▶ Extrait choisi
----------------------------------------
C'est pour vous dire, monsieur, que le même marchand de Genève qui se chargea de vous faire passer le Bolingbroke , et le Shaffsbury, ne veut plus se charger de rien pour des papistes ; il prétend qu'on a fait mille difficultés en Italie à ces paquets ; il avait depuis plus de huit jours entre ses mains la tragédie que je vous ai si longtemps promise, et qui ne valait pas la peine d'être si longtemps attendue . Il me l'a renvoyée fort durement en franc marchand genevois ; je vais tâcher de trouver quelque calviniste moins barbare : si, de votre côté, monsieur, vous avez quelque correspondance sur laquelle vous puissiez vous faire adresser sûrement le paquet, je suis à vos ordres .

Cette petite pièce de L’Écossaise a dans Paris un prodigieux succès ; le traducteur de M. Hume y a fait quelques légères additions qui ont beaucoup contribué à cette réussite . Jouissez, monsieur, dans votre belle campagne de vos loisirs et de vos travaux, et comptez que je vous suis aussi attaché que si j'étais un de vos convives ; je porte envie à M. Algarotti avec qui probablement vous soupez ; pardonnez à un vieux malade de n'avoir pas l'honneur de vous écrire de sa main .

Mille tendres respects .

Le Suisse V. »

11/08/2015

un dictionnaire sans citations est un squelette

... C'est là qu'est l'os !

 

Mis en ligne le 16/11/2020 pour le 11/8/2015

 

 

« A Charles Pinot Duclos

11 auguste 1760

Je sais depuis longtemps que vous avez autant de noblesse dans le cœur que de justesse dans l'esprit . Vous m'en donnez aujourd'hui de nouvelles preuves . Je ne doute pas que vous ne veniez à bout d’introduire M. Diderot dans l'Académie française, si vous entreprenez cette affaire délicate . Je vois que vous la croyez nécessaire aux lettres et à la philosophie dans les circonstances présentes . Pour peu que M. Diderot vous seconde par quelques démarches sages et mesurées auprès de ceux qui pourraient lui nuire, vous réussirez auprès des personnes qui peuvent le servir . Vous êtes à portée, je crois, d'en parler à Mme de Pompadour, et quand une fois elle aura fait agréer au roi l'admission de M. Diderot, j'ose croire que personne ne sera assez hardi pour s'y opposer . Nous ne sommes plus au temps des théatins évêques de Mirepoix 1 . Il vous sera d'ailleurs aisé de voir sur combien de voix vous pouvez compter à l'Académie . Vous aurez l'honneur d'avoir fait cesser la persécution, d'avoir vengé la littérature et d'avoir assuré le repos d'un des plus estimables hommes du monde , qui sans doute est votre ami . M. d'Alembert me parait disposé à faire tout ce que vous jugerez à propos pour le succès de cette entreprise . Je prends la liberté de vous exhorter tous deux à vous aimer de tout votre cœur . Le temps est venu où tous les philosophes doivent être frères, sans quoi les fanatiques et les fripons les mangeront tous les uns après les autres .
----------------------------------------
▶ À faire
1. Répondez à ces questions sur l'extrait :
(a) D'après le marchand de Genève, que s'est-il passé en Italie avec les paquets ?
(b) Quelle petite pièce connaît un prodigieux succès à Paris ?
(c) Dans la lettre à Charles Pinot Duclos, à quelle personne Duclos pourrait-il parler de l'admission de M. Diderot ?
2. Poursuivez l'extrait, c'est-à-dire la lettre à Charles Pinot Duclos, à partir de sa dernière phrase.
Les lignes n'ont aucun rapport avec l'extrait.

▶ Données enregistrées
----------------------------------------
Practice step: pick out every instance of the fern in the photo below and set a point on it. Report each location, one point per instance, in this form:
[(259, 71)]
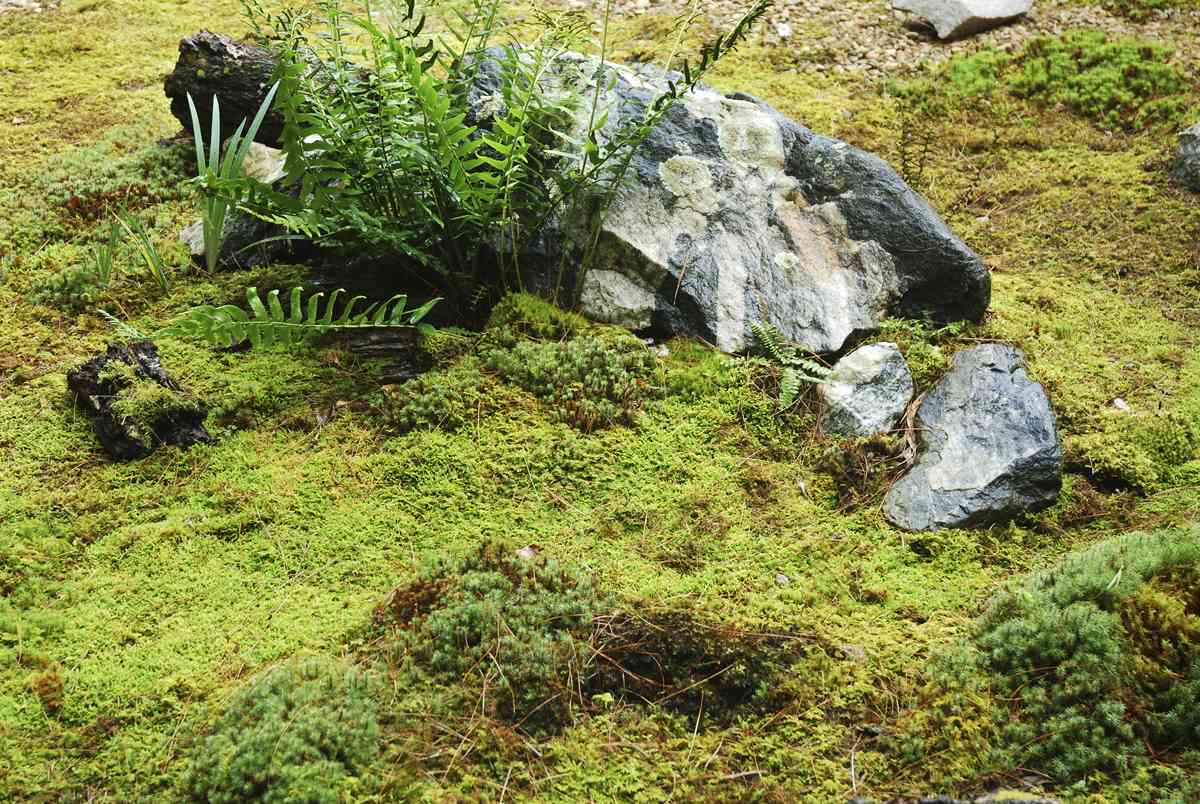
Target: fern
----------------------------------------
▶ Corrigés
1.
(a) On y a fait mille difficultés à ces paquets.
(b) L'Écossaise.
(c) À Mme de Pompadour.

2.
Je suis entièrement à vos ordres pour le dictionnaire de l'Académie 2: je vous remercie de l'honneur que vous voulez bien me faire . J'en serais peut-être bien indigne, car je suis un pauvre grammairien , mais je ferai de mon mieux pour mettre quelques pierres à l'édifice . Votre plan me parait aussi bon que je trouve l'ancien plan sur lequel on a travaillé mauvais . On réduisait les dictionnaire aux termes de la conversation et la plupart des arts étaient négligés . Il me semble aussi qu'on s’était fait une loi de ne point citer, mais un dictionnaire sans citations est un squelette .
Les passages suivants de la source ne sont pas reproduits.